(Position identification records)
— start —

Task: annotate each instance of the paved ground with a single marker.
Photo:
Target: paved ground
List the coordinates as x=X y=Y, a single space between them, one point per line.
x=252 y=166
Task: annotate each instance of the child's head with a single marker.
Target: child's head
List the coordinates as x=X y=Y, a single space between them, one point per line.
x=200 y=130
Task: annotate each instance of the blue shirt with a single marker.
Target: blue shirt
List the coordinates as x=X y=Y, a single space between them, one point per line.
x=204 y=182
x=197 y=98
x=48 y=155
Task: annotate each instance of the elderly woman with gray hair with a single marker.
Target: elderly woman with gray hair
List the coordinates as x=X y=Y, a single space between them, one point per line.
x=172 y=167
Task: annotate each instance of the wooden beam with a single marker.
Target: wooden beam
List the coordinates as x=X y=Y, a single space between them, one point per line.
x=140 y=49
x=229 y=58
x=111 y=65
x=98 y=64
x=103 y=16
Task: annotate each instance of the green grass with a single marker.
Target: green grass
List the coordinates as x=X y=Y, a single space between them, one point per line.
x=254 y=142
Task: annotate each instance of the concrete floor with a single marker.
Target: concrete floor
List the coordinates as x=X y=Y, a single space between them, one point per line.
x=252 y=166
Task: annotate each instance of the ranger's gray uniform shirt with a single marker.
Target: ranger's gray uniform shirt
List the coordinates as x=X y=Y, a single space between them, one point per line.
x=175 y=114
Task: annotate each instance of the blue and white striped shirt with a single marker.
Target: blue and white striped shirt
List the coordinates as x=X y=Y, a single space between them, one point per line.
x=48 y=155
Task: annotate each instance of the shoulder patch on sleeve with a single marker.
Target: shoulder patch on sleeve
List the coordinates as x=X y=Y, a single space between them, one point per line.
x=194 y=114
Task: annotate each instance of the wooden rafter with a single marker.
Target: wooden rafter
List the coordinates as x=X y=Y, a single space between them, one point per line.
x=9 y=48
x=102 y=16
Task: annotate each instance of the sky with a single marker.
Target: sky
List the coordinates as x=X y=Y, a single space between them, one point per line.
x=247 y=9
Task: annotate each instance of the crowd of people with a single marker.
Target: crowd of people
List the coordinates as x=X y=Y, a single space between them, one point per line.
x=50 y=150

— end —

■ Required work ■
Repeat the entries shown above, every one, word for word.

■ Finished answer ■
Task: annotate each instance of the paved ground with a single marker.
Photo:
Target: paved ground
List the coordinates as x=X y=Y, a single space between them, one point per line.
x=252 y=166
Task: annotate each instance of the child's head with a single marker.
Target: child's head
List the coordinates as x=X y=Y, a single space between them, one point per line.
x=200 y=130
Task: annotate each instance of the blue shirt with a single marker.
Target: blue shirt
List the coordinates as x=X y=Y, a single space between them, one point per line.
x=204 y=182
x=197 y=98
x=48 y=155
Task: annotate each instance of the elderly woman with gray hair with a single marker.
Target: elderly woman with gray hair
List the coordinates as x=X y=Y, a single space between them, one point per line.
x=172 y=167
Task: annotate each instance of the wooden beam with a single marker.
Target: wooden beam
List the coordinates as x=X y=Y, a single space between them, one point per line.
x=140 y=49
x=229 y=58
x=111 y=65
x=98 y=64
x=103 y=16
Task: annotate each instance of the green grass with a single marker.
Target: green grass
List the coordinates as x=X y=Y, a single space between them, one point per line.
x=254 y=142
Task: annotate each instance of the concrete floor with a single marker.
Target: concrete floor
List the coordinates as x=X y=Y, a single space between them, one point per line.
x=252 y=166
Task: annotate each instance of the ranger's gray uniform shirt with a single marker.
Target: ranger's gray uniform shirt
List the coordinates as x=X y=Y, a single space between them, one point per line.
x=175 y=114
Task: annotate each instance of the blue and white striped shirt with a single marker.
Target: blue and white striped shirt
List the coordinates as x=X y=Y, a single space between them, one point per line.
x=48 y=155
Task: annotate each instance of the shoulder patch on sleeve with a single marker.
Target: shoulder patch on sleeve
List the coordinates as x=X y=Y, a single space between them, one point per line.
x=194 y=114
Task: annotate each instance of the wooden rafter with a single marker.
Target: wooden rafter
List the coordinates as x=X y=Y, a single space between them, one point per line.
x=9 y=48
x=102 y=16
Task: annotate each instance of the sky with a single marker.
Target: sky
List the coordinates as x=X y=Y, a single space between them, one point per line.
x=247 y=9
Task: annotate each instance of the crowd of people with a single marker.
Target: crowd of people
List the coordinates as x=X y=Y, a single space between them, one point per line.
x=50 y=150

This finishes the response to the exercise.